• _Page text_:
>>>

# 2009 Kona Cross bike are up!!!



## DRLski (Apr 26, 2003)

Kona has their 2009 bikes up on their site!!! Not sure if I care for the colors too much but what can ya do. 









https://www.konaworld.com/09_majorjake_u.cfm









https://www.konaworld.com/09_jakethesnake_u.cfm









https://www.konaworld.com/09_jake_u.cfm


----------



## mircea100%vegetarian (Jul 12, 2008)

compared to 2008, 
-all have the same geometry;
-the HTA and STA has been slacked with 0.8 degrees;
-J and JTS have the seatpost with 0 offset.
:wink5:


----------



## Village (Jul 24, 2008)

I hope to try cyclocross this fall.. What's the likelihood of the 2008 JtS being marked down in the next couple months? I love the 08 color over the 09 and had hoped to order that model before seeing this post.


----------



## bramt (Jun 21, 2008)

I don't mind a bit of green.

I got the 08 JTS 6 weeks ago (ordered it in FEB!!! ... gotta love living in Australia... far away from EVERYTHING!) and was a little worried I wouldn't like the colour. But the photos look nothing like what it ended up being in real life.

Can't wait to see if I can see the 09 in person. If it's good I'll be fighting the urge to swap!


----------



## Cruzer2424 (Feb 8, 2005)

that white major jake looks SICK!!

I totally want one.


----------



## colinr (Nov 20, 2006)

You are *not* what you ride, consumer *****s.

<<<

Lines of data
>>>

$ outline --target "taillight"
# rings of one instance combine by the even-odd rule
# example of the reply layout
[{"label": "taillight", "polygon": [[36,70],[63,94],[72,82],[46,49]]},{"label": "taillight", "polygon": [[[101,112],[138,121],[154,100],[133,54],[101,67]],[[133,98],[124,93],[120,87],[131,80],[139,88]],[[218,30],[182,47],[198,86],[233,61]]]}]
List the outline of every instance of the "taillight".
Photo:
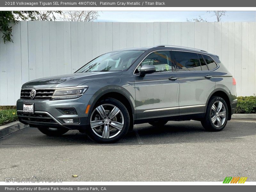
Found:
[{"label": "taillight", "polygon": [[236,84],[236,79],[233,77],[233,85],[235,85]]}]

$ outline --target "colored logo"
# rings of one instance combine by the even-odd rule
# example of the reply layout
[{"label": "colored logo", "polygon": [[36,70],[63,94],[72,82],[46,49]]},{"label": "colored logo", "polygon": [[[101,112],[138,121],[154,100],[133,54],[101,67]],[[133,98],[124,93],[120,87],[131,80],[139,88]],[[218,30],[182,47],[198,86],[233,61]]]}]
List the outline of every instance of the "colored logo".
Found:
[{"label": "colored logo", "polygon": [[247,179],[245,177],[226,177],[223,181],[223,183],[244,183]]},{"label": "colored logo", "polygon": [[32,89],[30,93],[30,97],[31,99],[34,99],[36,96],[36,91],[35,89]]}]

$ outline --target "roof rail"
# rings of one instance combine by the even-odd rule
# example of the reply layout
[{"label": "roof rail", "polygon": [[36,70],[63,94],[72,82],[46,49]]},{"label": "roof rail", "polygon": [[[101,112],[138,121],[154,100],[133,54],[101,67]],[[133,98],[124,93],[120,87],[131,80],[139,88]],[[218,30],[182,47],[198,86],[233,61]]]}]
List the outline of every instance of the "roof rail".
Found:
[{"label": "roof rail", "polygon": [[202,50],[201,49],[196,49],[196,48],[192,48],[191,47],[184,47],[182,46],[177,46],[176,45],[156,45],[155,46],[154,46],[154,47],[173,47],[175,48],[181,48],[182,49],[190,49],[190,50],[196,50],[198,51],[202,51],[203,52],[205,52],[206,53],[208,52],[206,51],[204,51],[204,50]]}]

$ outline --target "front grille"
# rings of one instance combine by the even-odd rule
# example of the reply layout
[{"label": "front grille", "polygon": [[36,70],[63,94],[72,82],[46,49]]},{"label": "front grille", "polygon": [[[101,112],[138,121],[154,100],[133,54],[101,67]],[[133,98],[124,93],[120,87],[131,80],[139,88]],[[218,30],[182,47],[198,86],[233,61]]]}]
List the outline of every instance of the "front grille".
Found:
[{"label": "front grille", "polygon": [[[21,89],[20,99],[32,99],[30,93],[33,89]],[[34,99],[50,100],[53,94],[54,90],[51,89],[36,89],[36,96]]]},{"label": "front grille", "polygon": [[28,123],[46,123],[54,124],[57,124],[52,117],[45,113],[27,114],[22,112],[18,112],[17,115],[20,120]]}]

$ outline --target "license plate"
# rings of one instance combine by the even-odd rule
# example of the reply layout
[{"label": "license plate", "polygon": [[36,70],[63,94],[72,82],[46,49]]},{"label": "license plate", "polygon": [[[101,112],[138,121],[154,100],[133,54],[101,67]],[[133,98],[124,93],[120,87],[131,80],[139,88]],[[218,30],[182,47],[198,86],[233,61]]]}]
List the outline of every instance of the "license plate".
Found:
[{"label": "license plate", "polygon": [[30,113],[34,114],[34,104],[33,103],[23,103],[23,112],[24,113]]}]

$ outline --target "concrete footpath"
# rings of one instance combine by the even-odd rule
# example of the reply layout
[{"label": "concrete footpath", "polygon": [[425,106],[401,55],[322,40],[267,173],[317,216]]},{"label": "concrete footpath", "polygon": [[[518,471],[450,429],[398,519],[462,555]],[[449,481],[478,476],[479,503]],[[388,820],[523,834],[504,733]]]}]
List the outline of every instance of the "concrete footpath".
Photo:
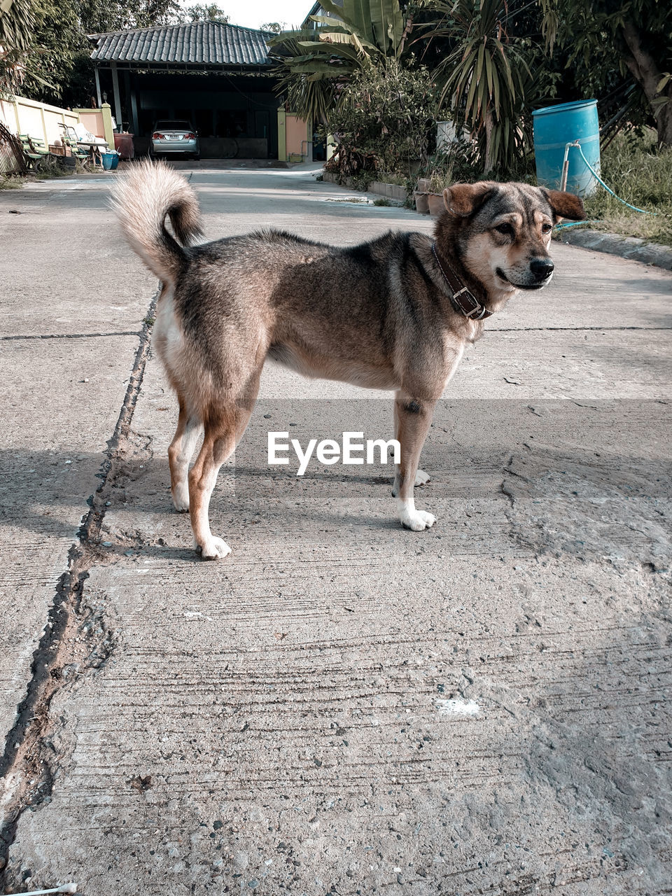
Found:
[{"label": "concrete footpath", "polygon": [[[184,170],[207,238],[432,228]],[[422,533],[385,466],[267,463],[391,397],[269,366],[203,563],[113,177],[0,193],[0,892],[670,892],[672,275],[554,247],[437,408]]]}]

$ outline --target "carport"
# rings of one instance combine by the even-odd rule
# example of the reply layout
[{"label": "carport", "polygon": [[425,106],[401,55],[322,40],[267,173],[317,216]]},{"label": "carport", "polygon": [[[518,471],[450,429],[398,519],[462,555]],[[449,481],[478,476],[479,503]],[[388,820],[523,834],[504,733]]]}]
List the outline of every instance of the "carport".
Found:
[{"label": "carport", "polygon": [[278,157],[278,106],[265,31],[216,22],[90,35],[99,106],[146,151],[159,118],[191,121],[206,158]]}]

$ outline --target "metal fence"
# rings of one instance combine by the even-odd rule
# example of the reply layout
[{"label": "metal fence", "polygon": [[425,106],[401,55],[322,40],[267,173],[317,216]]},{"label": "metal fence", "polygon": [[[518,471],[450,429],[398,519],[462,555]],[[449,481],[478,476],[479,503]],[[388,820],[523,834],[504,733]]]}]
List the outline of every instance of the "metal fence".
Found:
[{"label": "metal fence", "polygon": [[21,141],[0,122],[0,175],[23,174],[26,170]]}]

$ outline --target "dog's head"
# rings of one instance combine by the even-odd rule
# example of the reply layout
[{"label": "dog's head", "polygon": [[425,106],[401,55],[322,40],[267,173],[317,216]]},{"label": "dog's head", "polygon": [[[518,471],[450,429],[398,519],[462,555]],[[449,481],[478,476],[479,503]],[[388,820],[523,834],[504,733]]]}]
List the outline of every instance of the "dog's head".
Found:
[{"label": "dog's head", "polygon": [[492,292],[539,289],[550,282],[551,230],[562,218],[583,220],[583,203],[572,193],[527,184],[455,184],[444,190],[452,252]]}]

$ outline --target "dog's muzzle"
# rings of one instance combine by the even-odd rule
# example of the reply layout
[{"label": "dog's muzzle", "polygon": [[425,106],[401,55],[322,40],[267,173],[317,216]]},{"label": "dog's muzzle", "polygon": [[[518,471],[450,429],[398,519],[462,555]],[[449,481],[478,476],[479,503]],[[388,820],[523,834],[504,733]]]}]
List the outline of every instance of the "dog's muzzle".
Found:
[{"label": "dog's muzzle", "polygon": [[533,258],[530,263],[530,271],[534,275],[534,279],[539,283],[548,280],[555,267],[556,265],[547,257]]}]

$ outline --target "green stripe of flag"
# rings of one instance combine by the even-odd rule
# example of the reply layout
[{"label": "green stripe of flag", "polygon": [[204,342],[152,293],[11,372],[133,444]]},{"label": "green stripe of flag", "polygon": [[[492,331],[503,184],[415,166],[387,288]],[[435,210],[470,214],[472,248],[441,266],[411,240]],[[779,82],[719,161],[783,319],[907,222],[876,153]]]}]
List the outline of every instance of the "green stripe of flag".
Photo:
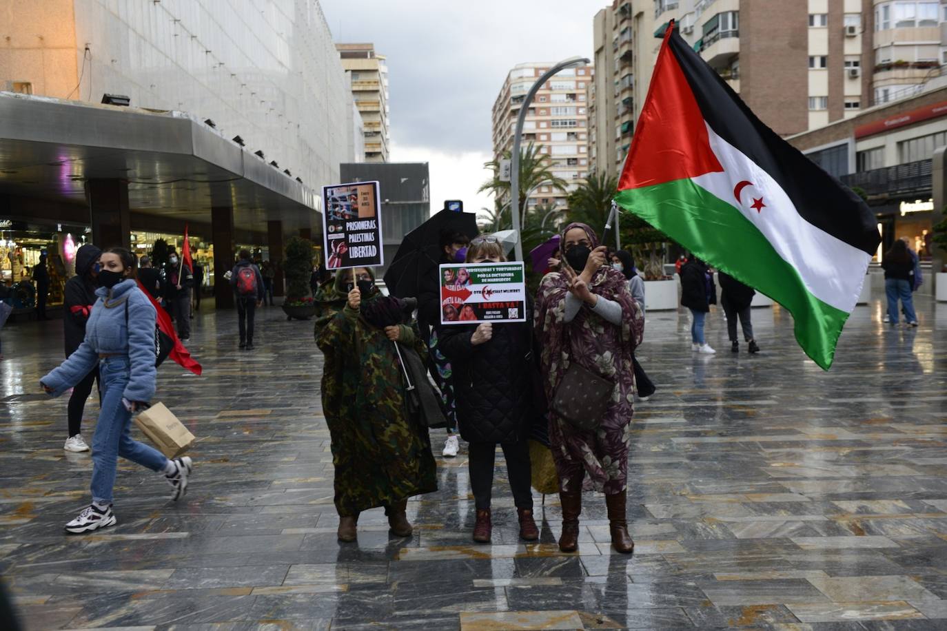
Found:
[{"label": "green stripe of flag", "polygon": [[825,370],[831,366],[835,342],[849,314],[810,293],[795,268],[732,204],[691,180],[618,191],[615,201],[692,252],[739,247],[740,267],[707,262],[786,307],[806,355]]}]

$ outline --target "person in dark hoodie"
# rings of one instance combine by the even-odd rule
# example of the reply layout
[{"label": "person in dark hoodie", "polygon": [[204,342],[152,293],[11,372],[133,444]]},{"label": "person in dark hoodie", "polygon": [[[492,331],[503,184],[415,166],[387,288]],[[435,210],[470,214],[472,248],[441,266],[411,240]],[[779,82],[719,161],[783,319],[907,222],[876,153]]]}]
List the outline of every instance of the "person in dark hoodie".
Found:
[{"label": "person in dark hoodie", "polygon": [[[85,339],[85,323],[89,321],[92,306],[98,297],[98,257],[102,251],[91,243],[86,243],[76,251],[76,275],[66,281],[63,303],[63,333],[65,342],[65,356],[69,357]],[[69,435],[63,448],[66,451],[88,451],[89,446],[82,440],[82,412],[85,401],[92,393],[92,384],[98,380],[98,367],[93,368],[75,385],[69,396],[68,417]]]},{"label": "person in dark hoodie", "polygon": [[753,324],[750,322],[750,304],[756,291],[753,288],[743,285],[733,276],[723,272],[718,272],[720,279],[720,305],[726,314],[726,330],[730,334],[730,350],[740,352],[740,341],[737,340],[737,317],[743,328],[743,339],[750,343],[750,352],[759,353],[759,347],[753,339]]},{"label": "person in dark hoodie", "polygon": [[259,268],[253,264],[249,250],[241,250],[240,260],[230,273],[230,287],[234,289],[237,303],[237,318],[240,327],[240,347],[253,350],[253,320],[257,307],[263,304],[263,276]]}]

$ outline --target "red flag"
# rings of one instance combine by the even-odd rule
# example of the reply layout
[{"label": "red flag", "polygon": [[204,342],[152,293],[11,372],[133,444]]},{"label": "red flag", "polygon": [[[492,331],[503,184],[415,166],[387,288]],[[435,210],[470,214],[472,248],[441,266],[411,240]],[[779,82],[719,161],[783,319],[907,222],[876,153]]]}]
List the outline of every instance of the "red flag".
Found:
[{"label": "red flag", "polygon": [[[185,243],[187,242],[188,241],[186,240]],[[170,338],[171,342],[174,342],[174,346],[171,348],[171,352],[168,354],[168,357],[174,359],[174,363],[180,365],[182,368],[189,370],[195,375],[200,376],[204,369],[196,359],[190,357],[190,353],[185,345],[181,343],[181,341],[178,340],[177,333],[174,332],[174,325],[171,324],[171,318],[168,315],[168,311],[166,311],[165,307],[161,307],[161,305],[159,305],[157,301],[152,297],[152,294],[148,292],[148,289],[145,289],[145,286],[141,284],[140,280],[135,280],[135,282],[138,283],[138,289],[141,289],[141,292],[148,296],[148,299],[152,302],[152,307],[153,307],[154,310],[157,311],[158,328],[160,328],[161,332]]]},{"label": "red flag", "polygon": [[194,261],[190,259],[190,241],[188,240],[188,224],[184,224],[184,245],[181,246],[181,262],[194,273]]}]

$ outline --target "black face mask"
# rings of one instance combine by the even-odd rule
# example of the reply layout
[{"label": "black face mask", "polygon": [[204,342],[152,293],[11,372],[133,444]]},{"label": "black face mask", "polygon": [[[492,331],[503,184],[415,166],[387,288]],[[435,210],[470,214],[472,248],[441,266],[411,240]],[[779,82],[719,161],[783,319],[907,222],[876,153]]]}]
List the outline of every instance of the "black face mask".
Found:
[{"label": "black face mask", "polygon": [[565,260],[576,272],[585,269],[585,263],[589,260],[592,249],[586,245],[574,245],[565,251]]},{"label": "black face mask", "polygon": [[107,287],[112,289],[118,283],[125,279],[125,274],[119,272],[111,272],[109,270],[102,270],[98,272],[98,284],[102,287]]}]

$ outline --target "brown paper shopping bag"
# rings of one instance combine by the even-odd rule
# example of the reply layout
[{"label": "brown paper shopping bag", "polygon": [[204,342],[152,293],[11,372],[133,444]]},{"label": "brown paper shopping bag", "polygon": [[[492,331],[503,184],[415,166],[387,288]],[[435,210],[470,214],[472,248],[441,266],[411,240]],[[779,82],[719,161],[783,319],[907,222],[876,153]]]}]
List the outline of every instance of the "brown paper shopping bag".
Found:
[{"label": "brown paper shopping bag", "polygon": [[155,403],[135,416],[134,424],[168,458],[180,456],[194,443],[194,434],[164,403]]}]

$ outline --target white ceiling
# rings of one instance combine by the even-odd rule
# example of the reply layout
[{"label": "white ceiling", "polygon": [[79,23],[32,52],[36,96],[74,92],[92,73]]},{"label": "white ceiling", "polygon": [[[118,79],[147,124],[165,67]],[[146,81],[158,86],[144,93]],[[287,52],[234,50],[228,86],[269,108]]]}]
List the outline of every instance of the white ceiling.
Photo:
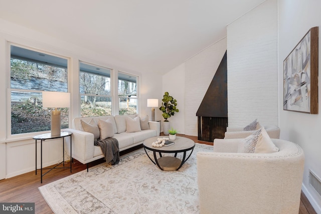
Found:
[{"label": "white ceiling", "polygon": [[0,0],[0,19],[164,73],[263,0]]}]

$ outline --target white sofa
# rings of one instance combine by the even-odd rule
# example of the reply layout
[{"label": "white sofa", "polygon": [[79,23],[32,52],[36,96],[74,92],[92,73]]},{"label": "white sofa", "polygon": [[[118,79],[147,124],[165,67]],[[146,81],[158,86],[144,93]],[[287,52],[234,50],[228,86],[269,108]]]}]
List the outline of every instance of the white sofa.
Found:
[{"label": "white sofa", "polygon": [[237,153],[239,139],[214,140],[213,152],[197,154],[201,213],[299,212],[304,153],[272,139],[271,153]]},{"label": "white sofa", "polygon": [[[94,145],[94,135],[89,132],[82,131],[81,121],[89,123],[92,119],[98,124],[99,119],[106,120],[110,119],[113,124],[114,135],[113,137],[118,141],[119,151],[121,151],[129,148],[142,144],[146,139],[159,135],[160,124],[158,122],[148,121],[150,129],[143,130],[135,132],[126,132],[126,117],[134,118],[138,116],[133,115],[116,115],[102,117],[89,117],[76,118],[73,120],[73,129],[65,129],[67,131],[72,132],[72,158],[83,164],[87,164],[94,160],[104,157],[100,146]],[[70,153],[70,143],[66,143],[68,153]]]},{"label": "white sofa", "polygon": [[[263,126],[271,138],[280,138],[280,128],[278,126],[264,125]],[[244,127],[242,126],[228,126],[226,128],[224,139],[245,138],[255,131],[244,131]]]}]

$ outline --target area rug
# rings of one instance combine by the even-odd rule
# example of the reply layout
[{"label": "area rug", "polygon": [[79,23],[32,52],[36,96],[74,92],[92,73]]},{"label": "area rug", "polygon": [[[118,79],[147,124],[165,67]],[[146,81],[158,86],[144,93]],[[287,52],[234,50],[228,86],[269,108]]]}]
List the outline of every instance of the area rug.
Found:
[{"label": "area rug", "polygon": [[39,188],[56,213],[198,213],[200,151],[213,146],[196,143],[179,170],[162,171],[142,148],[121,156],[118,165],[102,163]]}]

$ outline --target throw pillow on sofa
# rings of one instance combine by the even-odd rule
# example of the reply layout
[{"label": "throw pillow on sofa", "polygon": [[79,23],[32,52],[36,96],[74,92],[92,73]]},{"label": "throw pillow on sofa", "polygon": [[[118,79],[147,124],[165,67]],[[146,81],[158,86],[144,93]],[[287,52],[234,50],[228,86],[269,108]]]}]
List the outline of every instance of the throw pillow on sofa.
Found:
[{"label": "throw pillow on sofa", "polygon": [[257,130],[256,127],[258,126],[258,122],[257,122],[257,119],[255,119],[254,121],[247,125],[243,129],[244,131],[253,131],[255,130]]},{"label": "throw pillow on sofa", "polygon": [[238,152],[273,153],[279,151],[272,141],[264,127],[239,142]]},{"label": "throw pillow on sofa", "polygon": [[108,137],[112,137],[114,135],[114,129],[112,121],[108,119],[107,120],[98,120],[98,128],[100,132],[100,139],[103,140]]},{"label": "throw pillow on sofa", "polygon": [[255,131],[253,134],[242,139],[239,143],[237,152],[240,153],[254,153],[255,146],[259,139],[262,129]]},{"label": "throw pillow on sofa", "polygon": [[92,119],[89,123],[86,122],[82,120],[80,120],[81,126],[84,131],[90,132],[94,135],[94,138],[98,139],[100,136],[100,132],[98,125],[94,119]]},{"label": "throw pillow on sofa", "polygon": [[277,151],[279,151],[279,148],[274,145],[264,128],[262,127],[254,153],[267,153]]},{"label": "throw pillow on sofa", "polygon": [[126,117],[126,132],[135,132],[141,131],[139,117],[131,119],[129,117]]},{"label": "throw pillow on sofa", "polygon": [[140,129],[147,130],[149,129],[149,125],[148,125],[148,116],[146,115],[143,118],[140,118]]}]

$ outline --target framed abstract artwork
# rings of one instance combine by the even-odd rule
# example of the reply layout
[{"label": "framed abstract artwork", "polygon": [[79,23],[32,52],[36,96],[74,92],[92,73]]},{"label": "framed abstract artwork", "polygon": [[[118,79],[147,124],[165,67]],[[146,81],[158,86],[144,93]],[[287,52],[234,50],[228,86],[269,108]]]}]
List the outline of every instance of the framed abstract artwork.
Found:
[{"label": "framed abstract artwork", "polygon": [[310,29],[283,61],[283,110],[318,113],[318,27]]}]

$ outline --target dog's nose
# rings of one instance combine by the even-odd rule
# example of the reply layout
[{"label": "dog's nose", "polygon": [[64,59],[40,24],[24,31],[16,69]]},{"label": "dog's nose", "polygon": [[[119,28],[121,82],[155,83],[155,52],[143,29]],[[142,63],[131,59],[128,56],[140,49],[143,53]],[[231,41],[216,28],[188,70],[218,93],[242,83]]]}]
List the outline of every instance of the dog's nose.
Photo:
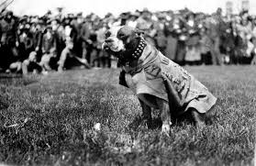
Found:
[{"label": "dog's nose", "polygon": [[113,41],[114,41],[113,39],[107,39],[105,40],[105,42],[106,42],[106,43],[111,43],[111,42],[113,42]]},{"label": "dog's nose", "polygon": [[101,46],[101,49],[102,49],[102,50],[108,50],[109,47],[107,46],[107,44],[106,44],[106,42],[104,42],[104,43],[102,44],[102,46]]}]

<<<

• _Problem 1_:
Return the lines of the records from the one containing "--target framed abstract artwork" through the end of the records, both ends included, and leave out the pictures.
• _Problem 2_:
Resume the forum thread on the 2009 Kona cross bikes after its final post.

• _Task result 1_:
$ outline --target framed abstract artwork
# rings of one instance combine by the even-odd rule
# example of the reply layout
[{"label": "framed abstract artwork", "polygon": [[79,23],[32,52],[36,96],[74,92],[92,73]]},{"label": "framed abstract artwork", "polygon": [[[118,79],[147,124],[165,67]],[[146,81],[158,86],[144,93]],[[287,52],[234,50],[228,86],[269,108]]]}]
List the outline of every instance of the framed abstract artwork.
Found:
[{"label": "framed abstract artwork", "polygon": [[310,29],[283,61],[283,110],[318,113],[318,27]]}]

$ outline --target dog's nose
# rings of one instance combine by the even-odd rule
# example of the reply layout
[{"label": "dog's nose", "polygon": [[64,59],[40,24],[24,31],[16,69]]},{"label": "dog's nose", "polygon": [[[119,28],[121,82],[155,83],[155,52],[143,29]],[[142,63],[131,59],[128,56],[140,49],[143,53]],[[231,41],[216,28],[188,70],[218,93],[242,83]]]}]
List the outline of every instance of the dog's nose.
Photo:
Found:
[{"label": "dog's nose", "polygon": [[113,41],[114,41],[113,39],[107,39],[105,40],[105,42],[106,42],[106,43],[111,43],[111,42],[113,42]]},{"label": "dog's nose", "polygon": [[101,46],[101,49],[102,49],[102,50],[108,50],[109,47],[107,46],[107,44],[106,44],[106,42],[104,42],[104,43],[102,44],[102,46]]}]

• _Task result 2_:
----------



## PeanutButterBreath (Dec 4, 2005)

Cruzer2424 said:


> that white major jake looks SICK!!


White bikes with yellow trim are so 2008. . .


----------



## Greg Hejtmanek (Aug 17, 2007)

But the Jake rocks either one of those two. Which goes to show that white bikes are hard to do right. Jake nailed it. That is a nice looking ride, wouldn't kick it out of my quiver..


----------



## PeanutButterBreath (Dec 4, 2005)

Greg Hejtmanek said:


> But the Jake rocks either one of those two. Which goes to show that white bikes are hard to do right. Jake nailed it. That is a nice looking ride, wouldn't kick it out of my quiver..


Tim Johnson and Todd Wells rocked the C'dale and GT white bikes harder than anyone on a Kona at Nats.


----------



## hawss (May 23, 2007)

PeanutButterBreath said:


> Tim Johnson and Todd Wells rocked the C'dale and GT white bikes harder than anyone on a Kona at Nats.


I believe someone on a Kona got rocked at the Nationals if that still counts...

Wicks 08/09!


----------



## dc.cyclocross (Oct 5, 2007)

**



PeanutButterBreath said:


> White bikes with yellow trim are so 2008. . .


now that's funny...


----------



## lithuania (Dec 22, 2007)

ive wanted a white bike forever so im glad they are in!


----------



## PeanutButterBreath (Dec 4, 2005)

lithuania said:


> ive wanted a white bike forever so im glad they are in!


You could probably get a good deal on one of these ('08 really was the year of the white CX bike):


----------



## PeanutButterBreath (Dec 4, 2005)

*pic. . .*

. . .


----------



## Vegancx (Jan 22, 2004)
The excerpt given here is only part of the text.